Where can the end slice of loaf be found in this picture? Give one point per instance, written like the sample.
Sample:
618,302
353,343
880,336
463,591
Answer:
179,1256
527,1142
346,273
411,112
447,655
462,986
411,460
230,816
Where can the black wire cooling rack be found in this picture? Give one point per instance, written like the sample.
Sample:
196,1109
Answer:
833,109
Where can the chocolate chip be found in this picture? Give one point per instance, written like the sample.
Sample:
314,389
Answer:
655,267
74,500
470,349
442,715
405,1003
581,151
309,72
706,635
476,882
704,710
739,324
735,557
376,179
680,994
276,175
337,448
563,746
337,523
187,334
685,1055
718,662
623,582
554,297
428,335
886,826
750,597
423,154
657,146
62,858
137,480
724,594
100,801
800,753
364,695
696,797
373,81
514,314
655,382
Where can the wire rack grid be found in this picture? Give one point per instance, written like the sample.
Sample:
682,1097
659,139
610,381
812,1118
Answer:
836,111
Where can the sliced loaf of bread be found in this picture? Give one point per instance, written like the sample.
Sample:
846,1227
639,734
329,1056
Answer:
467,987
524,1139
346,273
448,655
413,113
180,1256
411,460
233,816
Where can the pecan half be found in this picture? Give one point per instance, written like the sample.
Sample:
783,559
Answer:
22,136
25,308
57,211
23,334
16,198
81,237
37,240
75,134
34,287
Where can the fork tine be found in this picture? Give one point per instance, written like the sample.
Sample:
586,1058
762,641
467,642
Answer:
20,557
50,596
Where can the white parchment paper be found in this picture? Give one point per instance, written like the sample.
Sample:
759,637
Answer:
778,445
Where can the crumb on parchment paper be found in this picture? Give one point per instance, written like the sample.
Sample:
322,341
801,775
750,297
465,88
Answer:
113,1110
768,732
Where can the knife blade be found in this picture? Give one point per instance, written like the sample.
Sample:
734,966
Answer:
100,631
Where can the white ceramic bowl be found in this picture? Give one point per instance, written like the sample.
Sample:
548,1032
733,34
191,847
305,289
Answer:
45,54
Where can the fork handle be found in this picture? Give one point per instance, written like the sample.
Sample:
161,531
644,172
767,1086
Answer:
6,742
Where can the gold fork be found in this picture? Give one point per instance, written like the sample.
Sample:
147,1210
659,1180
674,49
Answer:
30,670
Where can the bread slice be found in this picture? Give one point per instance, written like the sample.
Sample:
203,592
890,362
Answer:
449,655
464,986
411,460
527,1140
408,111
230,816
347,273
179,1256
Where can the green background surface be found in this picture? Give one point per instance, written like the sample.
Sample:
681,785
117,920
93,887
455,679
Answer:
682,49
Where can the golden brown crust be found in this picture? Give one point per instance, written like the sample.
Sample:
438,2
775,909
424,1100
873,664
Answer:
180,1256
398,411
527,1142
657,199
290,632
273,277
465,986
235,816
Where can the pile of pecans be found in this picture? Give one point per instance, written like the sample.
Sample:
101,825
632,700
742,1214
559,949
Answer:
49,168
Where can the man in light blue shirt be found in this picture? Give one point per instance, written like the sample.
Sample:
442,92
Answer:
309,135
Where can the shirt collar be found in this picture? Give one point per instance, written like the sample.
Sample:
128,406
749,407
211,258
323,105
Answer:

**Goal:**
Rewrite all of the items above, substituting "formatted like" for every occurrence of "written like" and leaving everything else unchanged.

**Solution to this task:**
Where can the end slice of loaf be found in this picture? Give one point per instance, formatted like the sample.
Sample:
618,302
353,343
880,336
463,591
Answer:
179,1256
527,1142
346,273
411,112
447,655
462,986
411,460
230,816
Where can the black wire cooling rack be found in this picture? Give one point per instance, formatted like the sample.
Sample:
196,1109
Answer:
833,109
Where can the chocolate chip be found in this picture? Give one point per instance, formatted like the sample.
Sample:
314,389
Answer:
655,267
74,500
470,349
442,715
405,1003
581,151
309,72
706,635
476,882
704,710
739,324
735,557
376,179
680,994
276,175
337,448
563,746
337,523
187,334
685,1055
718,662
623,582
554,297
428,335
886,826
750,597
423,154
657,146
62,858
137,480
724,594
100,801
800,753
364,695
696,797
373,81
514,314
655,382
Where can the wire rack grid be found in this picture? Give one point per instance, formatted like the sample.
Sample:
682,1097
659,139
610,381
812,1118
Answer:
836,111
Where can the sliced loaf of bread be found in this picture? Give one point per instance, formatted like the sample.
Sample:
846,1227
639,734
329,1056
Answer:
467,987
524,1139
346,273
448,655
413,113
180,1256
411,460
233,816
Where can the pecan half be found in this picture? Give one point per instance, formatted like the sample.
Sample:
783,559
Answer:
22,136
25,308
57,211
23,334
16,198
81,237
37,240
75,134
34,287
Where can the fork tine be found in this picture? Give one point per instance, formatted like the sample.
Sample:
586,1058
762,641
467,642
Answer:
20,557
50,596
Where can the white parchment paper be found in this picture? Give one point per instance, formatted like the sample.
Sample:
759,637
Answer:
778,445
Where can the crumb on parchment paper be found in this picture? Give one point per instance, formatted like the sample.
Sample:
322,341
801,775
750,297
465,88
Answer:
113,1110
768,732
Where can the knife blade be found in this picture? Give one point per instance, formatted like the sample.
Sample:
734,966
Answer:
100,631
Where can the white ceramic bowl be found in this picture? Give one point per instance, formatted like the sample.
Sample:
548,1032
733,34
191,847
305,289
Answer:
45,54
Where can the fork handle be found in this picture? Give one point per instance, formatted like the sample.
Sample:
161,531
644,172
767,1086
Answer:
6,742
Where can the gold fork be found in this picture? Give one point per instance, formatted like the sample.
Sample:
147,1210
659,1180
674,49
Answer:
30,670
Where can the bread slice be found in this picture? Give one point per instance, formatted like the sample.
Sample:
203,592
890,362
Answer:
449,655
464,986
411,460
527,1140
408,111
230,816
347,273
179,1256
Where can the green background surface be found in this picture? Give one point per instance, formatted like the sample.
Sample:
681,785
117,920
93,887
455,679
Answer:
682,49
Where can the golden brown crust be found in this picture? Give one point per instance, formatted like the sample.
Sample:
438,2
775,909
424,1100
873,664
Answer:
180,1256
398,411
527,1142
657,199
290,632
273,277
465,986
235,816
Where can the pile of pecans be found in this picture? Give one point per instance, formatted like the sample.
Sample:
101,825
632,700
742,1214
559,949
Answer:
49,168
Where can the man in light blue shirt be found in this picture? Give one point per instance, formatted like the sample.
Sample:
442,92
Answer:
309,135
Where can the shirt collar be found in this picture? Give one point per instance, formatted like the sample.
Sample:
128,406
749,407
211,258
323,105
Answer:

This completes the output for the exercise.